## What to work on
An identical copy of the data below is needed.

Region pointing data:
------------------------

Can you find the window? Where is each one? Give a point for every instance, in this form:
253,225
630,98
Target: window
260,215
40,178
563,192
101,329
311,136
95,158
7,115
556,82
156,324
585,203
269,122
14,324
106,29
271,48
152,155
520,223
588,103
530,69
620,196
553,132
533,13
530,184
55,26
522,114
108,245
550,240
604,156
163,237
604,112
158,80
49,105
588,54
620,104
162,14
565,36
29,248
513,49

------------------------

## Response to the task
Can you find the window? Where is each one? Give a point for every instance, in this form:
253,225
630,98
Target: window
260,215
40,178
563,192
101,329
311,136
95,158
7,115
556,82
156,324
585,203
269,122
14,324
106,29
271,48
152,155
520,223
588,103
530,69
620,196
553,132
533,13
530,184
55,26
522,114
108,245
550,240
604,156
163,237
604,112
158,80
49,105
588,54
620,104
162,14
565,36
29,248
513,49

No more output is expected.